[Shape labeling records]
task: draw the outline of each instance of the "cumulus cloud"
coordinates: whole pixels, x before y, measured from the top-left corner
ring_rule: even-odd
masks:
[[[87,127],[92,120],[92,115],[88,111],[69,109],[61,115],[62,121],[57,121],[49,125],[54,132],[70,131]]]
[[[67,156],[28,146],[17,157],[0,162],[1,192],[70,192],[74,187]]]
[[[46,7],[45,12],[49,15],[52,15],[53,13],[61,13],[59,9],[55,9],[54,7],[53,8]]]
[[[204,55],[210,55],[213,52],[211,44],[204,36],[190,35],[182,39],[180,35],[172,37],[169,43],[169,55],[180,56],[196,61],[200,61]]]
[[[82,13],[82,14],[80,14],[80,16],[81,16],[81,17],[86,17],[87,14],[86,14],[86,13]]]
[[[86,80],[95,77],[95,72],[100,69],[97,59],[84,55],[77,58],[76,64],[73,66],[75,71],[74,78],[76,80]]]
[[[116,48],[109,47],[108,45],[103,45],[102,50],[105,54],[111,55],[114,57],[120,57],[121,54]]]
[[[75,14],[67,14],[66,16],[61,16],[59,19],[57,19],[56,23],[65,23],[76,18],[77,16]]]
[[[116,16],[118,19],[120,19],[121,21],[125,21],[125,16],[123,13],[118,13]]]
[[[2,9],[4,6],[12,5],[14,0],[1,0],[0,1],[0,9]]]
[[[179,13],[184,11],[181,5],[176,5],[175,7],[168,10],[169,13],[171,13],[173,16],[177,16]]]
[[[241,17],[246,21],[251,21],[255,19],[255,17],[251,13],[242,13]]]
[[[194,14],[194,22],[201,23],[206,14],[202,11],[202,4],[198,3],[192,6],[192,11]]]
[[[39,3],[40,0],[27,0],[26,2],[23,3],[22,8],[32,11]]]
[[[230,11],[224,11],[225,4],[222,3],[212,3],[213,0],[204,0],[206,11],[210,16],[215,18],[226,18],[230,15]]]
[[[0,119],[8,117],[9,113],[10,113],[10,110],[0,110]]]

TASK PROMPT — Copy the records above exactly as they appear.

EXERCISE SOLUTION —
task: draw the outline of each instance of the "cumulus cloud"
coordinates: whole pixels, x before y, measured from the top-left corner
ring_rule: even-odd
masks:
[[[87,127],[92,120],[92,115],[88,111],[69,109],[61,115],[62,121],[57,121],[49,125],[54,132],[70,131]]]
[[[67,156],[28,146],[17,157],[0,162],[1,192],[70,192],[74,187]]]
[[[46,7],[45,12],[49,15],[52,15],[53,13],[61,13],[59,9],[55,9],[54,7],[53,8]]]
[[[204,55],[210,55],[213,52],[211,44],[204,36],[190,35],[182,39],[180,35],[172,37],[169,43],[169,55],[180,56],[196,61],[200,61]]]
[[[82,13],[82,14],[80,14],[80,16],[81,16],[81,17],[86,17],[87,14],[86,14],[86,13]]]
[[[86,80],[95,77],[95,72],[100,69],[97,59],[84,55],[77,58],[76,64],[73,66],[75,71],[74,78],[76,80]]]
[[[116,48],[109,47],[108,45],[103,45],[102,50],[105,54],[111,55],[114,57],[120,57],[121,54]]]
[[[75,14],[67,14],[66,16],[61,16],[59,19],[57,19],[56,23],[65,23],[76,18],[77,16]]]
[[[116,16],[118,19],[120,19],[121,21],[125,21],[125,16],[123,13],[118,13]]]
[[[2,9],[4,6],[12,5],[14,0],[1,0],[0,1],[0,9]]]
[[[179,13],[184,11],[181,5],[176,5],[175,7],[168,10],[169,13],[171,13],[173,16],[177,16]]]
[[[241,17],[246,21],[251,21],[255,19],[255,17],[251,13],[242,13]]]
[[[194,14],[194,22],[201,23],[206,14],[202,11],[202,4],[198,3],[192,6],[192,11]]]
[[[39,3],[40,0],[27,0],[26,2],[23,3],[22,8],[32,11]]]
[[[230,11],[224,11],[225,4],[222,3],[212,3],[213,0],[204,0],[206,11],[210,16],[215,18],[226,18],[230,15]]]
[[[0,119],[8,117],[9,113],[10,113],[10,110],[0,110]]]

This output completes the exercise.